● **Reading passage**:
Burckhardt and his modern successors in the popular sphere (Stephen Greenblatt’s notoriously Burckhardtian 2012 book The Swerve: How the World Became Modern being the most blatant example) ignore this continuity and pretend the Humanists sprang up out of nothing, rather than being just the latest in a long and distinguished medieval tradition. Burckhardt gestures vaguely at medieval precursors to his heroes (“the clerici vagantes of the twelfth century may perhaps be taken as their forerunners” he sniffs reluctantly), but he presents a picture of radical new activity and discontinuity over the continuation of a centuries long process. He skips over the fact that, for example, most of the works that Petrarch, Veronese and Bracciolini “discovered” were in copies preserved for them by the earlier generations of medieval scholars.

If these earlier waves of interest in and revival of Classical thought are taken into account, then it becomes hard to sustain the Burckhardtian conception of a vast and sudden influx of new ideas that in turn stimulated a revolution in thought. How, precisely, did reading the Iliad or Hesiod in the original Greek change the way western Europeans thought? Burckhardt does not really say. How does access to more Greek tragedies and a greater interest in them represent a radical transition to more modern thinking? Again, this is not argued, just vaguely gestured towards.

This problem gets even more pronounced when current anti-theists try to use this line of argument to claim this new interest in some works that had been previously neglected managed to break the power of the Church. This is often stated in broad and bold terms, but when pressed on the details the argument gets increasingly vague or simply collapses. In a recent exchange on Twitter an atheist activist asserted that the Renaissance in general and, much more specifically, “the rediscovery of Cicero” was “the beginning of the end” of “the dominance” of the Church.

When it was noted that medieval scholars had been happily studying Cicero for centuries before “the Renaissance” and that this had not somehow shaken the foundations of the Church, the activist assured us that it was specifically Petrarch’s “discovery” of a (medieval) manuscript of Cicero’s Letters to Atticus that was the intellectual earthquake in question. But when pressed on what exactly it was in those letters that was so revolutionary, so unlike all the already well-known ideas of Cicero and so devastating to the Church, the activist could not actually respond with any specifics. They were then asked why, if these letters were such a bombshell, a medieval churchman had been good enough to preserve them in the eleventh century for Petrarch to find three centuries later. Again, they were unable to explain this either.

Similarly modern Burckhardtians like Greenblatt are heavy on broad assertions but light on substantiation. Greenblatt’s book The Swerve won glowing reviews from general readers and went on to win a Pulitzer Prize – much to the dismay of historians, who regarded it as junk. Greenblatt tells the story of Lucretius’ De rerum natura, how it was “suppressed” and so “lost” during the Middle Ages (in fact, it was neither suppressed nor lost) and how its “rediscovery” by Poggio Bracciolini in 1417, allegedly, changed the world. According to Greenblatt, this discovery was (in the words of one of the book’s alternative subtitles) “how the Renaissance began”. But, as many critics have noted, Greenblatt’s book is very sketchy on the details of how, exactly, this single work transformed our thinking. Like Burckhardt, he makes some vague gestures and sweeping assertions, but rarely manages to actually attribute any significant developments to the influence of Lucretius’ poem. And, like Burckhardt, much of his argument depends on contrasting the wonders of the Renaissance with a grotesque caricature of the Medieval Era, which to Greenblatt was a university-free zone full of flagellating monks who copied works without actually reading them. Somehow.

● **Data extract**:

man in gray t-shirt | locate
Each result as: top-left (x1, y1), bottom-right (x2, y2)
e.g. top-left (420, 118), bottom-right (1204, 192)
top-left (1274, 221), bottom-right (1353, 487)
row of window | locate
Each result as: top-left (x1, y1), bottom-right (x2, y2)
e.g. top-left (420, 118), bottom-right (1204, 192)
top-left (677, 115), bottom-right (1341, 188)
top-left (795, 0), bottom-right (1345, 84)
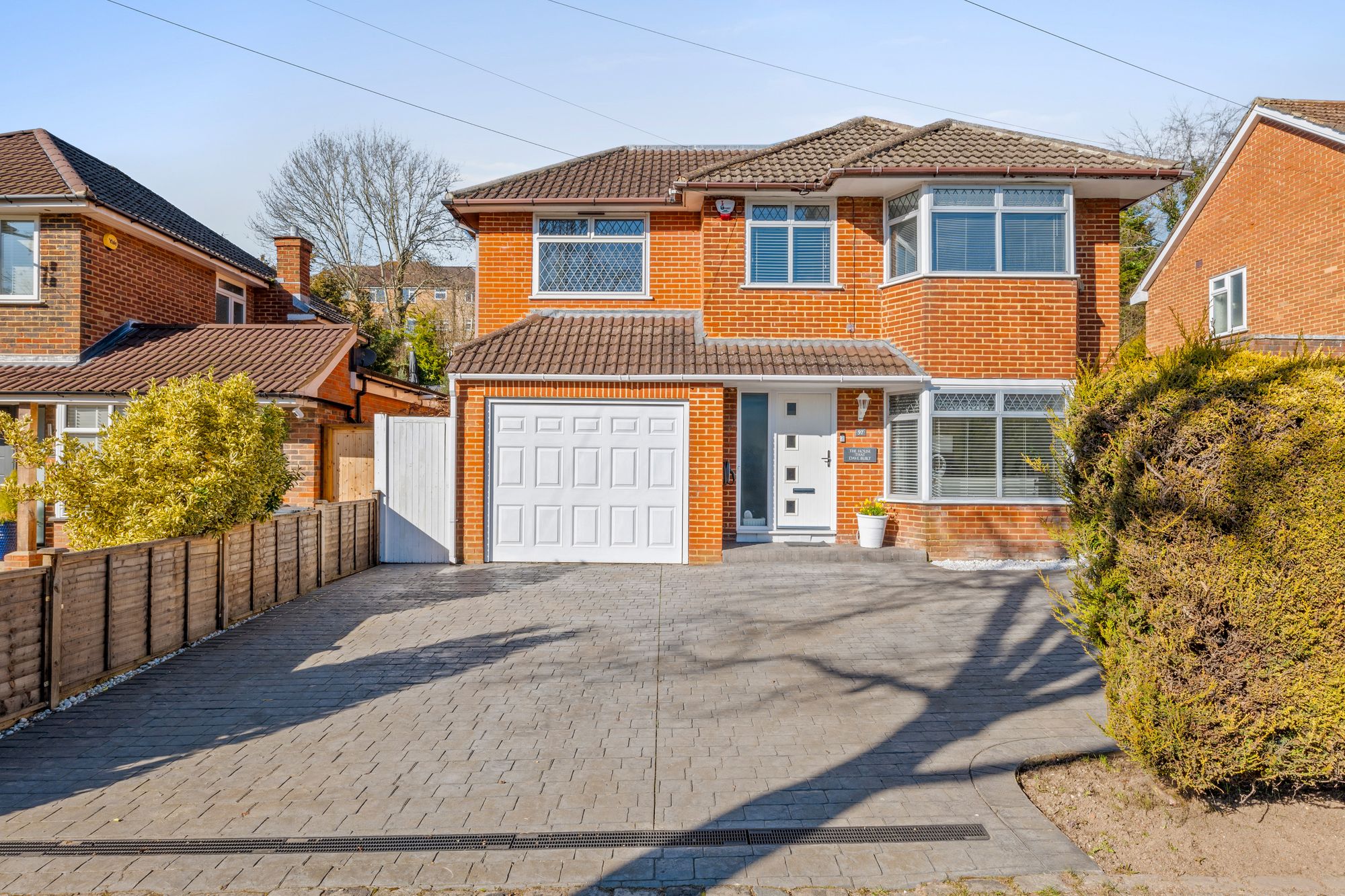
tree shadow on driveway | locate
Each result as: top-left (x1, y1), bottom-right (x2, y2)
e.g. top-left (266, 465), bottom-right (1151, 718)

● **Goal 1**:
How would you put this sentence from the passage on Burckhardt and the Renaissance into Spanish: "How, precisely, did reading the Iliad or Hesiod in the original Greek change the way western Europeans thought?"
● **Goal 2**:
Can you carry on the passage about Burckhardt and the Renaissance from the point where it stops?
The items were taken from a separate source.

● **Exercise output 1**:
¿Cómo, exactamente, cambió la lectura de la Ilíada o de Hesíodo en el griego original la manera de pensar de los europeos occidentales?

● **Exercise output 2**:
Similarly, New Atheist luminary A.C. Grayling thinks it was Humanist scholars who changed the world, though he claims it was by subjecting ancient Classical works to critical analysis; as opposed to the stupid medievals, who just accepted anything the ancients said. In a historically-illiterate rant in debate with Tom Holland on the Christian radio show/podcast Unbelievable in December 2019, Grayling claimed:

[A] very, very significant thing happened in [1492, the] publication of book called ‘On the Errors of Pliny’ by a man called Leonicini [sic – Niccolò Leoniceno] who had gone through the ‘Natural History’ of Pliny and they discovered many, many, many errors there. And this was in itself revolutionary because for so long people had looked at authorities … the fact that so few people were literate that things that were written, scriptures – “it is written and therefore has great authority”. And in the Renaissance, you had the repudiation of that and the insistence that we should look again and think again and make use of our own powers. That’s what led eventually to the liberation of the European mind from efforts to control it by dogma.

Except this is largely nonsense. To begin with, while medieval scholars held the ancient “authorities” in very high regard, they never merely accepted everything they said. After all, almost all of these ancients were pagans, so Christian scholars began with the assumption that they lacked a level of understanding of the world that their more recent successors had. This means that while Aristotle and Plato were revered for their knowledge, Aristotle’s belief in an eternal cosmos and Plato’s ideas about the transmigration of souls were rejected. It was well established and accepted that the great authorities of the ancient world could be and sometimes were demonstrably wrong and so could be corrected. And they were.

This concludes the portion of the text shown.